Problem statement » Every line from the one with "Where can you find the fallen" through the end of the records below should be restated word for word, and nothing outside that span.
'''
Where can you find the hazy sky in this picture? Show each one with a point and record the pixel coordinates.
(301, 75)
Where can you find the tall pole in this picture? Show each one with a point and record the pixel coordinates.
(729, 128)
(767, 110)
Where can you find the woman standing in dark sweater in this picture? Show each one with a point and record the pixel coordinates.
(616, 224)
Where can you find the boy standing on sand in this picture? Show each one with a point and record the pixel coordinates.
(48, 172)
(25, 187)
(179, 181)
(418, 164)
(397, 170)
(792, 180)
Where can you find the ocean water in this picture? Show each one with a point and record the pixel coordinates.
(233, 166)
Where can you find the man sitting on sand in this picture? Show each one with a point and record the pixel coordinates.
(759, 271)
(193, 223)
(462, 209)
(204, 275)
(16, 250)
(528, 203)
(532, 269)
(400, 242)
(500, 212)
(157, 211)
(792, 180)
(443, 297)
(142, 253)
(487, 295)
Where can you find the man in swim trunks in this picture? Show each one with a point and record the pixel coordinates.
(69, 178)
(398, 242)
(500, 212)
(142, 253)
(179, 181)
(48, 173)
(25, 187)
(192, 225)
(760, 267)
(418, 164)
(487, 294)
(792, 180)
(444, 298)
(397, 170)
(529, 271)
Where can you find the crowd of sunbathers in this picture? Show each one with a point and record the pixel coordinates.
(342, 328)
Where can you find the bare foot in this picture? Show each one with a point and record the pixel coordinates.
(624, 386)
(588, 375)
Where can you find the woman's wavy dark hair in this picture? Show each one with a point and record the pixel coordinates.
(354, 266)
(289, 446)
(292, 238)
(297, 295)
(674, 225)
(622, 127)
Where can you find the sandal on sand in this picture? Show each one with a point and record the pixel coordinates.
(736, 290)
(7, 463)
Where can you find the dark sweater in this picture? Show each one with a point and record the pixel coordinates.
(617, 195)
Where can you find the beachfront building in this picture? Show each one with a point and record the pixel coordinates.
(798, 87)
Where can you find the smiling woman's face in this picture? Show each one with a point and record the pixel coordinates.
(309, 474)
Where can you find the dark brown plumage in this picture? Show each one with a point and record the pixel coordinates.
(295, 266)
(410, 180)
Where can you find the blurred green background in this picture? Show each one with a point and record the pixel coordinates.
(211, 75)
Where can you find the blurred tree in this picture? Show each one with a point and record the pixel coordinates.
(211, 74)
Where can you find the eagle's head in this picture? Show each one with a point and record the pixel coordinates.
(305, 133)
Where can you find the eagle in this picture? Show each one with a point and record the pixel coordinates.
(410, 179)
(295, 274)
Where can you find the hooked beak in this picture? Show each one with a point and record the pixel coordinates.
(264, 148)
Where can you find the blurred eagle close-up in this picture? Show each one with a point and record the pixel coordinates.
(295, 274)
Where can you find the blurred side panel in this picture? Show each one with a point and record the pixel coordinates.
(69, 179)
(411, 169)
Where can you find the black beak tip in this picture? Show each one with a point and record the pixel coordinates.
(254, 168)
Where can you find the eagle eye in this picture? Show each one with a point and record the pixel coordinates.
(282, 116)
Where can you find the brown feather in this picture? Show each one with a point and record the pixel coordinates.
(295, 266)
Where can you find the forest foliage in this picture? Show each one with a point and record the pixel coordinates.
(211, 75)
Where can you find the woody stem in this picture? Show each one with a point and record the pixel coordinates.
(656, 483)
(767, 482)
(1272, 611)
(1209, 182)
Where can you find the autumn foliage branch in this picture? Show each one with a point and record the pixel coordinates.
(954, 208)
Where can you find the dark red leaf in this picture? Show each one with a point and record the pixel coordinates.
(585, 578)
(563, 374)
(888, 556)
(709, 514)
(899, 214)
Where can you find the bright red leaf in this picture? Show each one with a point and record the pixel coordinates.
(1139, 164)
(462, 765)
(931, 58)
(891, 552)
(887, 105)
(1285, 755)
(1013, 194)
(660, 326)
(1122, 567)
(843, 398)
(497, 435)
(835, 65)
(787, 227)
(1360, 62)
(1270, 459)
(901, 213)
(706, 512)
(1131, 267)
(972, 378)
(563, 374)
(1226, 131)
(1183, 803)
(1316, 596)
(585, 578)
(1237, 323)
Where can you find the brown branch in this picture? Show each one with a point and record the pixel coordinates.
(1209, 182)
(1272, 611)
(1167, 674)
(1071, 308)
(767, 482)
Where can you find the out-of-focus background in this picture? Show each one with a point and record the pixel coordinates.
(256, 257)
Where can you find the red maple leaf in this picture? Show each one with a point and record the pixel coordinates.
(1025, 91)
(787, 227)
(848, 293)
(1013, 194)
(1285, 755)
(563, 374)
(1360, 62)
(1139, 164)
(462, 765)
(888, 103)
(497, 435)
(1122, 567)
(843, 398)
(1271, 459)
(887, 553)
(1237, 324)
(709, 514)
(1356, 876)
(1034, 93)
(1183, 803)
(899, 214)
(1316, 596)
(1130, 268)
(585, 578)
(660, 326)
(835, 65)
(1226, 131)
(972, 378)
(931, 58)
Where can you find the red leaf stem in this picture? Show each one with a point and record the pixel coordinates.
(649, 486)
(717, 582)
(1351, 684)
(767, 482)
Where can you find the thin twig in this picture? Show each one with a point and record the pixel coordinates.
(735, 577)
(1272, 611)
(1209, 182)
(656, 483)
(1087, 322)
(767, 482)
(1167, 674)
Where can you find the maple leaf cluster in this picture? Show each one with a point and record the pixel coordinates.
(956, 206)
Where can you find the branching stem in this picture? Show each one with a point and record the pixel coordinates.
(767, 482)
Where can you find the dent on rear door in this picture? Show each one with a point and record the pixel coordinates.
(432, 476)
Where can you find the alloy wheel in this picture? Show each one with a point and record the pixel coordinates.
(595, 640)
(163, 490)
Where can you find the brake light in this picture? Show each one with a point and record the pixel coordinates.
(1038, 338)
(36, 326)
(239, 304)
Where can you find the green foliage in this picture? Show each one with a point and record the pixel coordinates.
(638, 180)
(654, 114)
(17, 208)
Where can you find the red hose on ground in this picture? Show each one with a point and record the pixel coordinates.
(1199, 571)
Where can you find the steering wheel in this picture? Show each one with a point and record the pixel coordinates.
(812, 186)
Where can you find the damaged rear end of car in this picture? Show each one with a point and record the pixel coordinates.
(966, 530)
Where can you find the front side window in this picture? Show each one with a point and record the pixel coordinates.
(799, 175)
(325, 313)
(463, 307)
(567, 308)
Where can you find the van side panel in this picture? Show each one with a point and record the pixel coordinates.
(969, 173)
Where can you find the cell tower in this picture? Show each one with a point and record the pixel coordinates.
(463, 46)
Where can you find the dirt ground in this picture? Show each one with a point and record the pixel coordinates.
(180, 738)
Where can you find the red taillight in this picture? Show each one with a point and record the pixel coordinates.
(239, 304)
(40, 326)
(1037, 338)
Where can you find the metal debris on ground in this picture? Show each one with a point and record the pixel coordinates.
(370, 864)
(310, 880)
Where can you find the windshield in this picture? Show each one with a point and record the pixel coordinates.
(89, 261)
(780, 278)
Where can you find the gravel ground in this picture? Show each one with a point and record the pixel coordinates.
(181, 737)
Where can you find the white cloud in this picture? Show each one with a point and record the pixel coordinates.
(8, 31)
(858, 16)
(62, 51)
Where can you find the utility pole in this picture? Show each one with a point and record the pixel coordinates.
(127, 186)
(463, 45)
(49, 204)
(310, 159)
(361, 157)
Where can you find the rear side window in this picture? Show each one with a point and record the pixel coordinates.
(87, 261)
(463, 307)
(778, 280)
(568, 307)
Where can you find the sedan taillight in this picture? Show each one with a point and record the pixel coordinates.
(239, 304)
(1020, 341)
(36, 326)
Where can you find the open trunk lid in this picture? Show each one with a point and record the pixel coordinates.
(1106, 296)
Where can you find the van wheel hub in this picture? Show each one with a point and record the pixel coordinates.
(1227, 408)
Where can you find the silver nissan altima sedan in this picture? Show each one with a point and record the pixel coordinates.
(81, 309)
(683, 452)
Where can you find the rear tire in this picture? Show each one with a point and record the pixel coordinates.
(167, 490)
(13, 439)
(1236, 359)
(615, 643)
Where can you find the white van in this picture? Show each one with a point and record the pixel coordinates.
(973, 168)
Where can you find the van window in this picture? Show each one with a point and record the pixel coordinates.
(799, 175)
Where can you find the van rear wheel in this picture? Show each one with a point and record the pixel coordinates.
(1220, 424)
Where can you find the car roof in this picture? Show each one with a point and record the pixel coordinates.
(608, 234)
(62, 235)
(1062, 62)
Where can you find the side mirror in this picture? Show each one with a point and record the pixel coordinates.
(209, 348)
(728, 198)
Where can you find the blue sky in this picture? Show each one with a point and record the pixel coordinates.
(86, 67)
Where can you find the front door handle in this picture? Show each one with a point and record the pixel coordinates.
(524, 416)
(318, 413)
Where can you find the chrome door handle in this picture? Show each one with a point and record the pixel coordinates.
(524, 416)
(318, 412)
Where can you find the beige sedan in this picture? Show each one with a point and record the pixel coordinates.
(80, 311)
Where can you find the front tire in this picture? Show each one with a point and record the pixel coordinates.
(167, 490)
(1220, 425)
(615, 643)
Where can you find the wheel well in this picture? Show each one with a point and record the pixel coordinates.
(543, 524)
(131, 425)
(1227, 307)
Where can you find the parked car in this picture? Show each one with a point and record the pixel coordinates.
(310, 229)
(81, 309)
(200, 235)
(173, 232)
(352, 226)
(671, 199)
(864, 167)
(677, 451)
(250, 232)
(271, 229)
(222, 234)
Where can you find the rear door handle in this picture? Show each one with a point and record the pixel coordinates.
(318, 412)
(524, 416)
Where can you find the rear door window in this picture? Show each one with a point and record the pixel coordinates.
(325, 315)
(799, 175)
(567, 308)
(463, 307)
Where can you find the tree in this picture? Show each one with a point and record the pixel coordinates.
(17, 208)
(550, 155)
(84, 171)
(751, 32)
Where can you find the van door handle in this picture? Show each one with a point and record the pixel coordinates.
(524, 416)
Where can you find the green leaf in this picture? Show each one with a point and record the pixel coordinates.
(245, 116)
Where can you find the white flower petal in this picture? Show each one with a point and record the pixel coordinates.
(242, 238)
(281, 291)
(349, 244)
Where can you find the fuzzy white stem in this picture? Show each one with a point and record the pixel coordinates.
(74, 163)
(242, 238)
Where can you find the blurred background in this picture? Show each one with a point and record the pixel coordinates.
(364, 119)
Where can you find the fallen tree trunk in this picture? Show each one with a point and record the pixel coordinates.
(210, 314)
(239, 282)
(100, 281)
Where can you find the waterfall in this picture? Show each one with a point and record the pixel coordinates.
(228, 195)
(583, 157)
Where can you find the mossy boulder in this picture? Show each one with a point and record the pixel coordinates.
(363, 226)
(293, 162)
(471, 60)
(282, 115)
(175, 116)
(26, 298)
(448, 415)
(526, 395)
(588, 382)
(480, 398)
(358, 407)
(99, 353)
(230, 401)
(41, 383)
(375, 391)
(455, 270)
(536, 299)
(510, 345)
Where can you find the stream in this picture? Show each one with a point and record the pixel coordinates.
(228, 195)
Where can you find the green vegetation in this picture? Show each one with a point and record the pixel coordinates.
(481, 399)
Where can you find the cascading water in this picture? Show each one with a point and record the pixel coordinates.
'''
Written answer »
Where can you find the fallen tree trunk in this picture? Show each one with a point and record the pixel coordinates.
(210, 314)
(239, 282)
(100, 281)
Where can you find the waterfall in this picture? Show each one with a point and record the pixel coordinates.
(228, 195)
(583, 157)
Where can you find the mossy boulder in this picture? Show each one with a point and record the pixel coordinates.
(363, 226)
(293, 162)
(471, 60)
(282, 115)
(175, 116)
(26, 298)
(448, 415)
(526, 395)
(588, 382)
(480, 398)
(358, 407)
(99, 353)
(230, 401)
(41, 383)
(375, 391)
(455, 270)
(536, 299)
(510, 345)
Where can you find the stream in this picture? Show each one with a point and record the pixel coordinates.
(228, 195)
Where can you find the green vegetation in this picture? Show each one with a point and record the pixel coordinates.
(481, 399)
Where can you find the cascading water in this picture? Show each one with a point and record the pixel coordinates.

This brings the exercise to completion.